━━━━━ Information supplied

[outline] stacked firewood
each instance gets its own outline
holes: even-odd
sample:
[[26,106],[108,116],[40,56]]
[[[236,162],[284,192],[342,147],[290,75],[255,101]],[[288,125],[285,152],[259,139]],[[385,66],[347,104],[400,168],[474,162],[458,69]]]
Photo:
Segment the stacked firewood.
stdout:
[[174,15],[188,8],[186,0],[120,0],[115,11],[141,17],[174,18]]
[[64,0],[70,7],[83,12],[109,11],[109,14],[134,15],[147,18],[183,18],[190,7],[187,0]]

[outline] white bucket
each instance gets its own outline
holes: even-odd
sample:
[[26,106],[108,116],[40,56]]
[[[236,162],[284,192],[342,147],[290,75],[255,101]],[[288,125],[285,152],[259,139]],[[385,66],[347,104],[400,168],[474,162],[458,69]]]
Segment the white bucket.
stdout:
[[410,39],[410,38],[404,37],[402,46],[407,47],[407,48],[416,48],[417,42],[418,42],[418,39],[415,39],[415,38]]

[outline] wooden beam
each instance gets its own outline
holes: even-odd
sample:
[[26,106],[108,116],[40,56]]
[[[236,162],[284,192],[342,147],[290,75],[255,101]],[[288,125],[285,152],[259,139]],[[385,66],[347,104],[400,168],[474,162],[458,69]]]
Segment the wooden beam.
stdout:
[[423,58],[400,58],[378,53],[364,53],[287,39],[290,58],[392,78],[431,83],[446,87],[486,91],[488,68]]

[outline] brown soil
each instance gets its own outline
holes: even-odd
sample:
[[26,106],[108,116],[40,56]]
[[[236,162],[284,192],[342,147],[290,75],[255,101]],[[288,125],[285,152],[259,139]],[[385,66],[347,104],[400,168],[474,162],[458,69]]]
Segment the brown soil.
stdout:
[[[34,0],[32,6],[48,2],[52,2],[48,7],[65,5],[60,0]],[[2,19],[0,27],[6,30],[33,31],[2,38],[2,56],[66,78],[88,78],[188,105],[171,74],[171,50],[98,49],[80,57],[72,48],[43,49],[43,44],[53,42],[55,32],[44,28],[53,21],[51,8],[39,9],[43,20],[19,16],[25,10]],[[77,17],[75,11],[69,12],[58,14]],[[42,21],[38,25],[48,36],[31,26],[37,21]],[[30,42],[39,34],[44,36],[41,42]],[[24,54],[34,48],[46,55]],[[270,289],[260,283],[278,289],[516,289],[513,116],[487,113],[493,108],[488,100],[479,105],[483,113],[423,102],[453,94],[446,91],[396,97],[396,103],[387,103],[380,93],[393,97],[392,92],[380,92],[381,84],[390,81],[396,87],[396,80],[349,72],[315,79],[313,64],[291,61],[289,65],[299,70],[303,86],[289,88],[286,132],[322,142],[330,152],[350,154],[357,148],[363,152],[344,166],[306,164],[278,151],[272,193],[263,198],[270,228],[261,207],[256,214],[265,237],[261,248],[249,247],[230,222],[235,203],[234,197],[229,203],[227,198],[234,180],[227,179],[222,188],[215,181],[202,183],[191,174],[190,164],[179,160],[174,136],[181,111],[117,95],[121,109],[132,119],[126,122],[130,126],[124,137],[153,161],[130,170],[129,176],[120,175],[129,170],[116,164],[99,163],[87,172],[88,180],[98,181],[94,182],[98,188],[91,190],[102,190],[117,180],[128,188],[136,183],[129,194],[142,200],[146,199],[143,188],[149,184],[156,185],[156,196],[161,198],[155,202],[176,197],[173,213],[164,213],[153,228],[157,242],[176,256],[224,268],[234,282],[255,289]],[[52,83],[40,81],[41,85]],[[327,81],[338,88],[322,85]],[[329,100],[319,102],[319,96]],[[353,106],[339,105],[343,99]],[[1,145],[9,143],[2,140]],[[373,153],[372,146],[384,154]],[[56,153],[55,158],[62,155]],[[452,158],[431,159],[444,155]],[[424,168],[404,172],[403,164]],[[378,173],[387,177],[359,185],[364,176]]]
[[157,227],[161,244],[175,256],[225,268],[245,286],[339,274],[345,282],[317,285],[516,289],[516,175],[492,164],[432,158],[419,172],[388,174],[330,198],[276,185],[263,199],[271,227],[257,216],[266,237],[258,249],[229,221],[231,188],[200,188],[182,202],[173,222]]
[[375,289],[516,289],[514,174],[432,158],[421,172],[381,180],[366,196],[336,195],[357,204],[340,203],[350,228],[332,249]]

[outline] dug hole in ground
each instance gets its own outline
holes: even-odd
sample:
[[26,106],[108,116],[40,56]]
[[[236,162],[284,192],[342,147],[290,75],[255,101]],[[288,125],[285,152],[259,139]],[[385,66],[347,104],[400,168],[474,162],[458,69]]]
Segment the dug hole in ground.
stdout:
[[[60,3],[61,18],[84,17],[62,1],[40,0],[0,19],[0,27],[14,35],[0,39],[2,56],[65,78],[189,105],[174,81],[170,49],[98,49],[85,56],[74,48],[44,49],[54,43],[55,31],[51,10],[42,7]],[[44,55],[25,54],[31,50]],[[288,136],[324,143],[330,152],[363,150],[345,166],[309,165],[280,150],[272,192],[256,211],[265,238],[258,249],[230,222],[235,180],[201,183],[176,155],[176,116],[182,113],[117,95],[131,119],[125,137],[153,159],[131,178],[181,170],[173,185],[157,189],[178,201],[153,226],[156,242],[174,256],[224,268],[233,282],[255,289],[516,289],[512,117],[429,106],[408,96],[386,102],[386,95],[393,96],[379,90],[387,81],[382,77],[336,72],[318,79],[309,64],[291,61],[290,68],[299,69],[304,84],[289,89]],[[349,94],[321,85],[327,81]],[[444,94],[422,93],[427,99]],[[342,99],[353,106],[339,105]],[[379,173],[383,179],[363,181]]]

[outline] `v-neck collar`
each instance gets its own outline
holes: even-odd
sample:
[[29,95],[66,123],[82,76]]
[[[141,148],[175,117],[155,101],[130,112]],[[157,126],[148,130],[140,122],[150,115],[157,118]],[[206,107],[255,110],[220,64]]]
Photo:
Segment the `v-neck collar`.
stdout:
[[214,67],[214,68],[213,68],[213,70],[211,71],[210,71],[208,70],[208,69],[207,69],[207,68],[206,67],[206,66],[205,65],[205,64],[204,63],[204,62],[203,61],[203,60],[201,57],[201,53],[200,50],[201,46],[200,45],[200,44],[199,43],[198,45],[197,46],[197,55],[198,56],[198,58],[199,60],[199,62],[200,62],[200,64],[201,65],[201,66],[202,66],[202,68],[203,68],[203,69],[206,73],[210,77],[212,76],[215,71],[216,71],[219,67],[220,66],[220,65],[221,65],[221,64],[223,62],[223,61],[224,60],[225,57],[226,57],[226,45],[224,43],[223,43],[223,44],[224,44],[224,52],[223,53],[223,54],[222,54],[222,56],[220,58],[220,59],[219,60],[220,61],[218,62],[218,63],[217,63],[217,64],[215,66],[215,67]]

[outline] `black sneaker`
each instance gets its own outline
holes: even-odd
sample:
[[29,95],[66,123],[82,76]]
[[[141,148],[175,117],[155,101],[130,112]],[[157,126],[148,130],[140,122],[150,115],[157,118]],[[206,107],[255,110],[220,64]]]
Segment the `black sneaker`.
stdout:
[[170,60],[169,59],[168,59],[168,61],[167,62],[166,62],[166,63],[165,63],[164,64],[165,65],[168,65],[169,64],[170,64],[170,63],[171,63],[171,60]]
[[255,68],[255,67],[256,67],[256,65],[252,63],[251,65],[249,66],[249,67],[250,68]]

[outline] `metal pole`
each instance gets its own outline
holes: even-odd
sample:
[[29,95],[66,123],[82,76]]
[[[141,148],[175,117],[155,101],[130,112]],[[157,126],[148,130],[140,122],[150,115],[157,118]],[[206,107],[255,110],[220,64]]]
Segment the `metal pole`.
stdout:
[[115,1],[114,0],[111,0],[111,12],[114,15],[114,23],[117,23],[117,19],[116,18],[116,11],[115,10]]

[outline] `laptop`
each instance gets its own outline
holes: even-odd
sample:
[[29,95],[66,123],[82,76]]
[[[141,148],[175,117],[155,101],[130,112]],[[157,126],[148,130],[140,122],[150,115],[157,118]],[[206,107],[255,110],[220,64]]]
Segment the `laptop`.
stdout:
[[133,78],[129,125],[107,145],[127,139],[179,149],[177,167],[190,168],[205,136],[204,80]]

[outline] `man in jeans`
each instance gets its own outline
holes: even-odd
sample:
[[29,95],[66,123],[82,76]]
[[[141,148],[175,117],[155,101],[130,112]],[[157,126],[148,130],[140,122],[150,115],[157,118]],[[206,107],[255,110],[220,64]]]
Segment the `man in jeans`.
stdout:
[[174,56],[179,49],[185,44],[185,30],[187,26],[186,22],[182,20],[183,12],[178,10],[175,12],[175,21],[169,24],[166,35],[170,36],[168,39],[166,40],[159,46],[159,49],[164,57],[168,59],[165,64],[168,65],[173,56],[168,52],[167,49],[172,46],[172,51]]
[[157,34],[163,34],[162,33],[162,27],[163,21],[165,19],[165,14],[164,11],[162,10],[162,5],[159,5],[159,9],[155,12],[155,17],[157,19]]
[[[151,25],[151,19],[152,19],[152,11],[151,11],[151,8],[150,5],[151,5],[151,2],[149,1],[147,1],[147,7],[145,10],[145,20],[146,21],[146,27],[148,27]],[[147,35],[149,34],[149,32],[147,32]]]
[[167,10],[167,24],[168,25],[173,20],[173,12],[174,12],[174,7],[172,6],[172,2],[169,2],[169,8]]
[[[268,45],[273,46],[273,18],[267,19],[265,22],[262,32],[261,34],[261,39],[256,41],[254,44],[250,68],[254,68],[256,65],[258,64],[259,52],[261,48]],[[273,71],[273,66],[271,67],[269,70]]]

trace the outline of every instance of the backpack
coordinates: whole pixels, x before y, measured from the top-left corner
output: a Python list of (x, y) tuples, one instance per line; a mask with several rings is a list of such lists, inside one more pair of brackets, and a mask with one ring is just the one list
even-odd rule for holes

━━━━━━━━━━

Your goal: Render each line from the beginning of the rows above through the line holding "[[174,15],[188,8],[186,0],[120,0],[115,11],[141,17],[174,18]]", both included, as a JSON list of strings, one string per line, with blank lines omitted.

The solution:
[
  "[outline] stacked firewood",
  "each instance gets its own outline",
  "holes: even-odd",
  "sample:",
  "[[26,106],[108,116],[40,56]]",
  "[[[236,162],[284,192],[342,147],[290,75],[255,101]],[[288,125],[285,152],[259,139]],[[385,66],[347,104],[400,168],[474,162],[458,69]]]",
  "Photo:",
  "Segment the stacked firewood.",
  "stdout:",
  "[[174,15],[188,8],[186,0],[120,0],[115,11],[141,17],[174,18]]"
]